PAGE TEXT =

Trump: In Last 8 Days US Carried Out More COVID Tests Than South Korea in Last 8 Weeks
When America gets going, it moves fast.
That, at least, was the message from the White House during President Donald Trump’s virtual town hall meeting on Tuesday, when both he and White House coronavirus response coordinator Dr. Deborah Birx said we’d carried out more COVID-19 tests in the past eight days than South Korea in the past eight weeks.
Birx, when answering a question about self-testing, said the United States had ramped up to the point where it was running more far more tests than the country that has become the international standard of testing.
“I just want to speak to the Americans for just a second though, we have to ensure that we still are testing, even though probably by today we will have done more tests than South Korea did in eight weeks, in the last eight days,” Birx said.
“In the last eight days, we’ve done more testing than South Korea. But, we did that because we transformed the testing process, as the president spoke to, but we don’t want people who are just worried to go get tested,” she added.
Trump would later say that “we took something that was broken and we made it the model. And I didn’t even know, I just heard the number for the first time from Deborah, that in a short period of time, we’ve done more testing than South Korea.
“Now, you’re not going to read that in the newspapers because they don’t like to write things like that, but I’d love you to say that one more time because that’s a big number. We’ve done more than South Korea in a short period of time.”
According to Birx, South Korea has done 290,000 tests thus far.
The United States, by comparison, is doing between 50,000 to 70,000 tests a day at the moment.
“And now we’re way over 300,000, but we achieved that over the last seven to eight days,” Birx said.
Trump said that the United States’ “tests are better, they’re highly sophisticated. And, frankly, I took one. It’s not the most pleasant thing in the world, I will tell you that.
“We’re going to have a much simpler test very soon, but we have a really good test and we’ve done more in eight days.”
“I just heard this number a few minutes ago,” he said. “Pretty impressive.”
South Korea has a much smaller population than the United States and their test was developed much earlier, mind you — part of the reason they were able to flatten the curve.
The Centers for Disease Control also made critical errors in developing the test that was used in the U.S., causing delays in getting a test out there.

(Lines excerpted from a collection)
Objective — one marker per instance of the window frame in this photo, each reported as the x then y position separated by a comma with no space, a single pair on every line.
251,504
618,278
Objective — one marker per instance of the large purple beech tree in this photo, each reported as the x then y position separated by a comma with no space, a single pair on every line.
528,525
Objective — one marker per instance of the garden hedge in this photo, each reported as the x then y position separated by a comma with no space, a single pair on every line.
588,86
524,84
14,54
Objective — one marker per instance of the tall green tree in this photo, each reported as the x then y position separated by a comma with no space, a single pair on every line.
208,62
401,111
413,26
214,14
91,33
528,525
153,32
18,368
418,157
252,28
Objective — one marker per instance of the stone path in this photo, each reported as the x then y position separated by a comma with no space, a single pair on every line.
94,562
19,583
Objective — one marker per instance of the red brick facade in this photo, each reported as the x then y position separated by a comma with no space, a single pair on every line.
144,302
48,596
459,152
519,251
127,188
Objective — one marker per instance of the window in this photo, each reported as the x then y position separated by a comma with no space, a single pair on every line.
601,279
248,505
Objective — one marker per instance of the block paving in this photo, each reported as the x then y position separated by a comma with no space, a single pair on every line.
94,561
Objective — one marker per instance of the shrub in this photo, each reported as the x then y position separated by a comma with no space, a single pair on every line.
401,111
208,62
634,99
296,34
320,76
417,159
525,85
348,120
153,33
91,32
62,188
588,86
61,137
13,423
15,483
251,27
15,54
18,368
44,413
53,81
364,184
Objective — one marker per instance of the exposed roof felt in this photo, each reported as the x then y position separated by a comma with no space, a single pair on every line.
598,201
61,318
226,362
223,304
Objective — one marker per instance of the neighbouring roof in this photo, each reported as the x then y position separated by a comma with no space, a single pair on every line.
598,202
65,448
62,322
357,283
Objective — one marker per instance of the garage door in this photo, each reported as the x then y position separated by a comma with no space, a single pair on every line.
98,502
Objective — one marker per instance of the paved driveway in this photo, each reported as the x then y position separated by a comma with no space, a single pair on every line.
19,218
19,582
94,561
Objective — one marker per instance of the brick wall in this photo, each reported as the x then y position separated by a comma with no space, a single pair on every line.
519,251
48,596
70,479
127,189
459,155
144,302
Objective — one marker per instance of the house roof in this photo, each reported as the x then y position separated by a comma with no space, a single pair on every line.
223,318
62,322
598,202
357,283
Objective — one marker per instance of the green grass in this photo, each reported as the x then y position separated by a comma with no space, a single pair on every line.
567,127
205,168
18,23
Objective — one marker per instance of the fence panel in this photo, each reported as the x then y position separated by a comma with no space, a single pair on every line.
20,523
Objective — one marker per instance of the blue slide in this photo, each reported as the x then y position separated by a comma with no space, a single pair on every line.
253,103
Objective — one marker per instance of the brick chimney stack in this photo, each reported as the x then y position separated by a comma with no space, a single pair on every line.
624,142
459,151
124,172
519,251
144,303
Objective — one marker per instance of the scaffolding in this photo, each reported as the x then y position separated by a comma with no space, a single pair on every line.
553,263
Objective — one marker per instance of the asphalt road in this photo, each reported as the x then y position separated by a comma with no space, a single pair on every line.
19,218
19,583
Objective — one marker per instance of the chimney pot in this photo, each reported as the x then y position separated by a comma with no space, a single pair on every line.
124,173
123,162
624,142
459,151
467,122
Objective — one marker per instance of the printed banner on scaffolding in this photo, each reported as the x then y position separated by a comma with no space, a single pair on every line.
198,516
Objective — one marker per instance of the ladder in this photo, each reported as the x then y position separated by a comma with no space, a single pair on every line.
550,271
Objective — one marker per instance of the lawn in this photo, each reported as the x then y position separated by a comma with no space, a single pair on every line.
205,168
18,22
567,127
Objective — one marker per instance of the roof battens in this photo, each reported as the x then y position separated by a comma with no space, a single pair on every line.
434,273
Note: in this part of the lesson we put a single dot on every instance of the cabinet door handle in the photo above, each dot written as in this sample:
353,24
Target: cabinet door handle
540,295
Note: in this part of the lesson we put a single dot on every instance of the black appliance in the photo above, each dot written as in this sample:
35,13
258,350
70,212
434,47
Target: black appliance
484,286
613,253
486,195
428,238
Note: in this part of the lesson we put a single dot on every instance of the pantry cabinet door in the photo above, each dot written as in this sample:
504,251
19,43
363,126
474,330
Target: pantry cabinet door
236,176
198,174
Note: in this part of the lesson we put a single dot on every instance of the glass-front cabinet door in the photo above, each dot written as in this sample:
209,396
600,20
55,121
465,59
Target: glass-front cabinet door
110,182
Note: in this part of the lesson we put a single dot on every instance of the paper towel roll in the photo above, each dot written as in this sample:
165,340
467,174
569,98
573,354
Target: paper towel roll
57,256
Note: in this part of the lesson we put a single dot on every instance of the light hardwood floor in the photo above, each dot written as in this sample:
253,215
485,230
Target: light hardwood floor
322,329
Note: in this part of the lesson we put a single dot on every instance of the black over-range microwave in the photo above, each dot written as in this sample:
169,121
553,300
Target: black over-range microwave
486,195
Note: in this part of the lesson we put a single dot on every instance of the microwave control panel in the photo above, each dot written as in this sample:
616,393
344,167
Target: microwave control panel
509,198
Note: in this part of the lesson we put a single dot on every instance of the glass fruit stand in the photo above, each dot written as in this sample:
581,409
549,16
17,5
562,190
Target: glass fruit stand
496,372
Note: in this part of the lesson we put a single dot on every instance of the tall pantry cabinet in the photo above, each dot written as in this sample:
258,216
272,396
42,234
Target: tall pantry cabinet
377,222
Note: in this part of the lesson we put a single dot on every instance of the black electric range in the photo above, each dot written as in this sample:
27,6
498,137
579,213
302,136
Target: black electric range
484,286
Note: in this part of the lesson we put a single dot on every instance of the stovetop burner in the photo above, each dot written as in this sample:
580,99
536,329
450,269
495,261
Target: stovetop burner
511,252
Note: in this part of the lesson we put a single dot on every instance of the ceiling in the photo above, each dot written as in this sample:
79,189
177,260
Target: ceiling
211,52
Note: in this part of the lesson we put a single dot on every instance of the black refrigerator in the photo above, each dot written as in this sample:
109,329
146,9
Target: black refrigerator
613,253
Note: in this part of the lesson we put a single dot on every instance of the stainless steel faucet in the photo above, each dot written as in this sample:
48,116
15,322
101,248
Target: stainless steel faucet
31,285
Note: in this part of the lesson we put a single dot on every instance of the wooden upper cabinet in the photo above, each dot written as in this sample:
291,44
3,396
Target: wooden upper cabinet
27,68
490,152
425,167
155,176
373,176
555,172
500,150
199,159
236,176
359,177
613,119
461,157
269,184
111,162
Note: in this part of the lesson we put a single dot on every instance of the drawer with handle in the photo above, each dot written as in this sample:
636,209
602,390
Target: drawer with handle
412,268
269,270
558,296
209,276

ACTIVITY 1 =
Answer from the article on U.S. COVID-19 testing:
(a) How many tests has South Korea done so far, according to Birx?
(b) How many tests a day is the United States doing at the moment?
(c) Which agency made critical errors in developing the test used in the U.S.?
ACTIVITY 2 =
Translate this sentence from the article on U.S. COVID-19 testing into Spanish: "The Centers for Disease Control also made critical errors in developing the test that was used in the U.S., causing delays in getting a test out there."
ACTIVITY 3 =
Go on with the article on U.S. COVID-19 testing from where it stops.

EXERCISE OUTPUT 1 =
(a) 290,000 tests.
(b) Between 50,000 and 70,000 tests a day.
(c) The Centers for Disease Control.

EXERCISE OUTPUT 2 =
Los Centros para el Control de Enfermedades también cometieron errores críticos al desarrollar la prueba que se usó en EE. UU., lo que causó retrasos en la distribución de una prueba.

EXERCISE OUTPUT 3 =
That said, once America gets going, it moves its posterior.
As of right now, Quest Diagnostics, a private laboratory company, says it can run up to 25,000 coronavirus tests per day.
“By the end of this week we’ll have close to a dozen laboratories that would be running this test, those laboratories will run throughout the United States, both on the East Coast as well as on the West Coast,” Quest Diagnostics CEO Steve Rusckowski told ABC News.
Seven weeks ago, the private lab got authorization from the United States government to develop its own test for COVID-19.
“When we heard from the FDA that we had the go-ahead to develop our own test on Feb. 29, we then had our development team — these are M.D.s, Ph.D.’s — work on the development of the assay and we had to actually test to make sure that that test would work — it’s called a validation process — so we were bringing in some of the virus from South Korea,” Rusckowski said.
Along with their suppliers, they worked to develop automated testing, as well.
“With that automated test in parallel with what we do ourselves — this allows us to greatly expand our capacity over the last several weeks,” Rusckowski said.
This is but one of the suppliers that’s answered the call to fight the coronavirus pandemic.
It’s not unlike World War II in microcosm, where the United States had to not only build up military capacity but also production capacity.
We did. We see not only the same spirit but the same prowess being demonstrated now.
Yes, federal incompetence made it difficult for us to meet our testing needs at first.
We haven’t turned the corner yet. We’re getting there, though.